Work instructions. Starting at the line that contains "of the blue-gray" and ending at the last line, rewrite those lines with "panel" replaced by "section" and everything else left unchanged.

(Position annotation lines)

● ● ● ● ●

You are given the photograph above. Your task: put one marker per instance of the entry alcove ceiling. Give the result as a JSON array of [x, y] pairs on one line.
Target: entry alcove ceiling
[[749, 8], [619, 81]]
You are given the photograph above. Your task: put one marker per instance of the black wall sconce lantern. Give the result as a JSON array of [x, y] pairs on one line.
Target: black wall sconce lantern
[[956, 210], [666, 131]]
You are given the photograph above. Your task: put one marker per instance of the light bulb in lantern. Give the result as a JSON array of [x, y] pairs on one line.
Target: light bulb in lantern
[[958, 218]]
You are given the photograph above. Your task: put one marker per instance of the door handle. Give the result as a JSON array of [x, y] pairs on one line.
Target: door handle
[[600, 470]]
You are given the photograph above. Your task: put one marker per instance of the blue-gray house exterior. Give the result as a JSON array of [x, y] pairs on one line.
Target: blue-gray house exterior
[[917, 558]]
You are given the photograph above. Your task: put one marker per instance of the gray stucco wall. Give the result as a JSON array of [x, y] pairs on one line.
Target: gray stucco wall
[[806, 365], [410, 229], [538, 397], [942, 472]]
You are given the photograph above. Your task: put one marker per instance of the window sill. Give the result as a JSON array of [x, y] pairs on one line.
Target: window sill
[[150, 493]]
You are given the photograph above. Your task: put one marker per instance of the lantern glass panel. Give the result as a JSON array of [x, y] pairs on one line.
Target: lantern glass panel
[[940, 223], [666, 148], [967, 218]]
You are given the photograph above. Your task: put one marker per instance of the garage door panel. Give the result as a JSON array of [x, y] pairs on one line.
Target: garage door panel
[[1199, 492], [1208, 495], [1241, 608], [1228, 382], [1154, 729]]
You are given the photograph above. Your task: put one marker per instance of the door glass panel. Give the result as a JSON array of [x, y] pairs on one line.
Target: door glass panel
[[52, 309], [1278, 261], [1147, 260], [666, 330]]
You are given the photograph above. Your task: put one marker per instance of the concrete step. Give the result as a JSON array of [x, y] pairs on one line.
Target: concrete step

● ● ● ● ●

Correct answer.
You are given the photograph above. Your task: put one marker per instance of the blue-gray house exterior. Give the result as a JSON array of [x, y] pairs on one line.
Target: blue-gray house exterior
[[917, 558]]
You are given the photograph above. Your task: put one marker per instance of the gray stucco wall. Give the result as a JSON array of [x, y] pairs on one line.
Target: gray stucco wall
[[806, 365], [410, 229], [538, 397], [942, 472]]
You are given the photograph above. Your task: put one marker per instance of the window sill. Give the result as a JSON array of [x, y] pairs on one line.
Target: window sill
[[150, 493]]
You are given the photograph above. Your task: put one marker per instance of the lantern glass section. Give the result as a JSON array of [x, y] pairs on one line.
Target: lantern glass section
[[940, 223], [666, 148], [967, 218]]
You are given the photograph above. Your task: put one marker per instance of the garage door section. Give the result as a JSON array of [x, y] pairs on one line.
Target: garage door section
[[1199, 492], [1208, 495], [1241, 608], [1228, 382], [1154, 729]]
You are given the photograph above. Your task: put one marker per instance of the door glass section. Give the result as a JSON array of [x, y] pairs on one line.
Target: door glass section
[[52, 309], [1278, 261], [1147, 260], [666, 330]]
You are given the photograph above. Your task: put one marker per instance of the concrete step. Give the result as a JSON array of [x, y] pairs on one line.
Target: concrete step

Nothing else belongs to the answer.